> [WHAT TO DO]:
Show every line below where "brown" can be found.

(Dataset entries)
────────────────────
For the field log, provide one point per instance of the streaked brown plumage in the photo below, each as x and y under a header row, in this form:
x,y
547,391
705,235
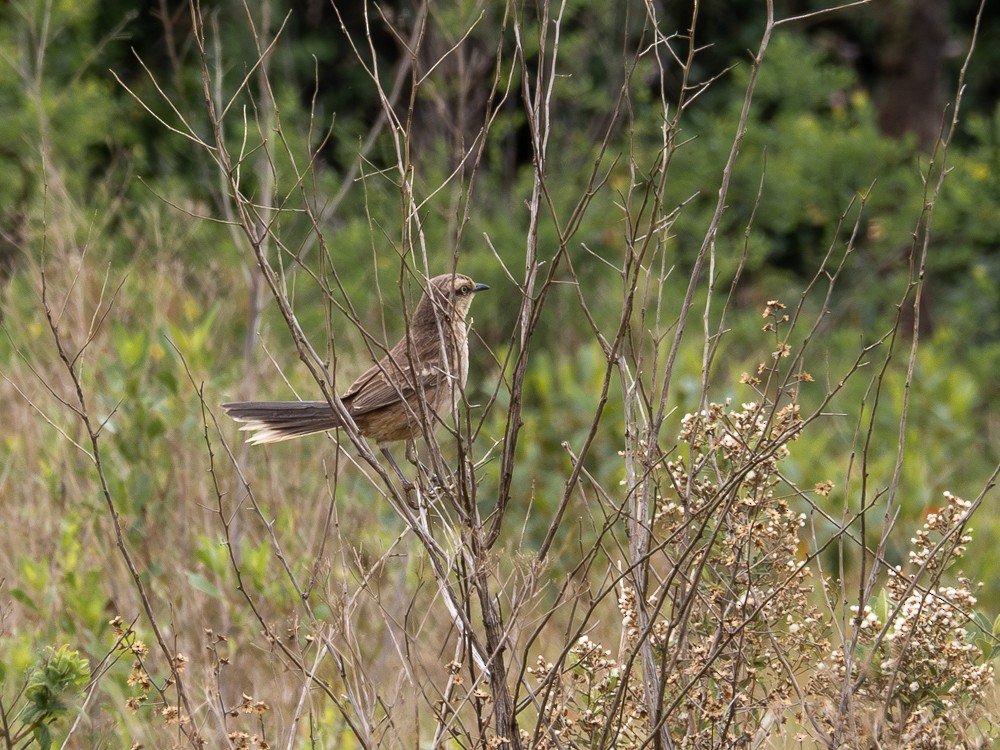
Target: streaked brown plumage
────────────────────
> [SOLUTION TO THE PROBLEM]:
For the field log, provide one point per instance of the streaked brown plumage in the photo below, each as x and y under a header row, in this form:
Target: streaked brown plumage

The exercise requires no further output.